**Set of tasks:**
1 > Can you reproduce the passage of the Crooked Tree flooding report that begins at the words "It was a quiet" and stops after "be crisis point."?
2 > Could you write the next part of the Crooked Tree flooding report, picking up after its last sentence?

**Selected excerpt:**
○ ○ ○ ○ ○

Crooked Tree on Alert for Flooded Lagoon

Tonight, residents of Crooked Tree village are on alert. For the past several days, there has been rain in the area, and the Crooked Tree Lagoon is now in overflow. Additionally, spillover waters from the Belize River and Spanish Creek, received from the Cayo District, have confluence to cause problems for some residents of the area. All eyes are on the village causeway, which was under seven inches of water this morning although water levels were stable as of news time. It’s not time to panic, but as Aaron Humes reports, the villagers are already experiencing some ill effects and hoping to avoid more.

 

Aaron Humes, Reporting

It was a quiet Friday in the insular village of Crooked Tree, but under the placid surface there is worry. The annual overflowing of the banks of the Crooked Tree lagoon has this year been exacerbated by spillover from flooding in the deep West, and village chairman John Gillett says this coming weekend could be crisis point.

 

John Gillett

John Gillett, Chairman, Crooked Tree

“As of this morning we have seven inches of water across the deepest point of the causeway and the measurement at the first bridge there was three point seven eight meters. Yesterday morning it was three point seven-four, so we are only seeing a rise of zero-point-zero-four [meter] rise in level since yesterday, which is maybe just over an inch or so. The rate at which the water is coming in at the moment has reduced drastically, and the levels on the causeway will be directly dependent on the amount of rain and where we get the rain in the country.  We have some areas which are being threatened at this time. Even though the access to those areas may be inundated at this time the houses are not under water as yet, so no reason for the people to move as yet. But if the water continues to rise, then these people will have to be moved from their location to another location.”

○ ○ ○ ○ ○

(Records from a collection)
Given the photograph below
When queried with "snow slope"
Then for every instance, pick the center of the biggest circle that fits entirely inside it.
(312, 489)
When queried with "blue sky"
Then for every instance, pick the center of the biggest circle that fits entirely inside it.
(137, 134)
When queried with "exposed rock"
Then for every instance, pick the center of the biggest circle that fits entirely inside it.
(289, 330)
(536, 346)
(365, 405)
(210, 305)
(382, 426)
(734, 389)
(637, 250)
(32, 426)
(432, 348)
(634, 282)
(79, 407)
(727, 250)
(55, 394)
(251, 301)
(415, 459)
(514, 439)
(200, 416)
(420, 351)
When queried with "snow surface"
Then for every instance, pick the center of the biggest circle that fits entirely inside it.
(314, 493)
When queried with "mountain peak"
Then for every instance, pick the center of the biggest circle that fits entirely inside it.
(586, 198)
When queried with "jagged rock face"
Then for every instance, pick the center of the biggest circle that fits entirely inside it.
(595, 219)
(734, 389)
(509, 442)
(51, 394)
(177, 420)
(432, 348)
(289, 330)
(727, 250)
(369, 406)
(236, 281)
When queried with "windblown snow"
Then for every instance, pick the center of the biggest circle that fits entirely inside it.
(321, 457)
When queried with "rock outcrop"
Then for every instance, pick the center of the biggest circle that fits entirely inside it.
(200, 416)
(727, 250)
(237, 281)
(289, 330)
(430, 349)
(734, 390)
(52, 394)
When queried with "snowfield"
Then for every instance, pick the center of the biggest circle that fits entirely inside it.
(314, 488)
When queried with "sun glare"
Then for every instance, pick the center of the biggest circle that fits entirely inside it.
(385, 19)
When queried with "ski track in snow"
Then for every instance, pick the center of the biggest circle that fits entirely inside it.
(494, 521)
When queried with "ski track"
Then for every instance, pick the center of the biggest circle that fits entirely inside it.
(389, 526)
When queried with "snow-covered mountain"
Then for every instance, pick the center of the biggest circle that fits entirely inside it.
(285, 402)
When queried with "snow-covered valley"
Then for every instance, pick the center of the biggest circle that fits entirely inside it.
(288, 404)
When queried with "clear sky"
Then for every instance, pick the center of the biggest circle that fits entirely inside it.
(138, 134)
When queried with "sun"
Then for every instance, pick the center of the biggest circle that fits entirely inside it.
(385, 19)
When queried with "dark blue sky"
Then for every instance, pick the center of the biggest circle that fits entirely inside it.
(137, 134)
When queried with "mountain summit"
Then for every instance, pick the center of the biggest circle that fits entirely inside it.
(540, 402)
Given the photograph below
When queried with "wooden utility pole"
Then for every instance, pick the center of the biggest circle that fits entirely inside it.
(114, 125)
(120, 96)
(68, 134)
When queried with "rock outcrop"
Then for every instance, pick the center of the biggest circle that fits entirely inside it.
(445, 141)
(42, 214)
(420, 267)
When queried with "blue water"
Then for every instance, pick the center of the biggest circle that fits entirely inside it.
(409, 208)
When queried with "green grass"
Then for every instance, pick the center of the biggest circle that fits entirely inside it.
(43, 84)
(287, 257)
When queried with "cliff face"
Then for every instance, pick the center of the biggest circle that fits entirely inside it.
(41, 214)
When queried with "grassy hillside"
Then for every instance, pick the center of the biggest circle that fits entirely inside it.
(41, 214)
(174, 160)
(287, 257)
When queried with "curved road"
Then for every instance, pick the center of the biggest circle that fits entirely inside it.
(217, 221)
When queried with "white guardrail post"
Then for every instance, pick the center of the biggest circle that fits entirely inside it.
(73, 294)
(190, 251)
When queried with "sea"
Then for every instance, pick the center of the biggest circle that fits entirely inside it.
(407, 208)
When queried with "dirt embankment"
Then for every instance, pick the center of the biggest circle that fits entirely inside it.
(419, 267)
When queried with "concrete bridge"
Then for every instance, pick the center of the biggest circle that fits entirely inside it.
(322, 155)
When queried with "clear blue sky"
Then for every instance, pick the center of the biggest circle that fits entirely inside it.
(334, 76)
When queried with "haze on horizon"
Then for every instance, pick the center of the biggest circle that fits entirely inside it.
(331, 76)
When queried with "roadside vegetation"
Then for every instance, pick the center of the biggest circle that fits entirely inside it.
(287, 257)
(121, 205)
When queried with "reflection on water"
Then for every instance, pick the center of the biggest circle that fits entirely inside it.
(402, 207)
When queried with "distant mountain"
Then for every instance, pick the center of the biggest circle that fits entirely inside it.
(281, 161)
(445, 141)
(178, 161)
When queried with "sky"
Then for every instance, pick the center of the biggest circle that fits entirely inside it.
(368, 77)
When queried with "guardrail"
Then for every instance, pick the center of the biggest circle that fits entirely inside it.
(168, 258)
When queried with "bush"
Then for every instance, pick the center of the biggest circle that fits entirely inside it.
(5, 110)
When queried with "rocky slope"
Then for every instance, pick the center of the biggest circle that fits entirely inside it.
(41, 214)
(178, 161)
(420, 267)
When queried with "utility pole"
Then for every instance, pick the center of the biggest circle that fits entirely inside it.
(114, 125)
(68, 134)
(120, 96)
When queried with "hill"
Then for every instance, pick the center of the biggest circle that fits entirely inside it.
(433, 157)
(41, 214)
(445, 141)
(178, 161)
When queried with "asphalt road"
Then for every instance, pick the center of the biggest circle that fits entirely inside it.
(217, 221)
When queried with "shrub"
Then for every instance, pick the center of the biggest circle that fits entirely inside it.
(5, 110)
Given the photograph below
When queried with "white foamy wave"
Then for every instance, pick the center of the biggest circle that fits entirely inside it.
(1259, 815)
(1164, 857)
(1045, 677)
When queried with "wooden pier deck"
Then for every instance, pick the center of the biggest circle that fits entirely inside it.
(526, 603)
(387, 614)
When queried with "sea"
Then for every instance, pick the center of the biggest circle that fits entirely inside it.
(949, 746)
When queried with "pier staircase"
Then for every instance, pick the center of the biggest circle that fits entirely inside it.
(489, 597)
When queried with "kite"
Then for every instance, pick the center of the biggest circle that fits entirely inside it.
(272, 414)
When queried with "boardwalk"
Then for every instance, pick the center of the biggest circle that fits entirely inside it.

○ ○ ○ ○ ○

**Results of the tasks:**
1 >
It was a quiet Friday in the insular village of Crooked Tree, but under the placid surface there is worry. The annual overflowing of the banks of the Crooked Tree lagoon has this year been exacerbated by spillover from flooding in the deep West, and village chairman John Gillett says this coming weekend could be crisis point.

2 >
The forecast from the National Met Service calls for showers over central Belize through Friday evening, with fair weather expected for the rest of the weekend. But the accumulation of rainfall from earlier in the week and the arrival of the flood waters from the Belize River and Spanish Creek into the lagoon have already combined to inundate properties like Angie Webb’s. She and her husband own the Crooked Tree Lodge, which seemed to be combined with the nearby lagoon when we visited this afternoon.

 

Angie Webb

Angie Webb, Co-Owner, Crooked Tree Lodge

“We’ve been seeing the effects of the flooding for about two weeks now, and so far, in comparison to 2013 it’s not as bad but it’s still a huge inconvenience. For example, we have someone staying and there’s not much they can do apart from hang out in their room or on the balconies. The property is probably ninety percent flooded at the moment and we are just trying to cope as best as we can. We have other people booked in to stay in the next week or so. If the water continues to rise then we will have to cancel these reservations and recommend other places for people to stay. We have got our boat out, our boat is ready; if you look we just saw some people passing in their kayaks on the Crooked Tree Lagoon. It’s just a real inconvenience, but it’s better to be happy – stay calm, enjoy the water when it’s here, because when it’s all gone then we have the dry season and everything is just dry and dusty and dry.”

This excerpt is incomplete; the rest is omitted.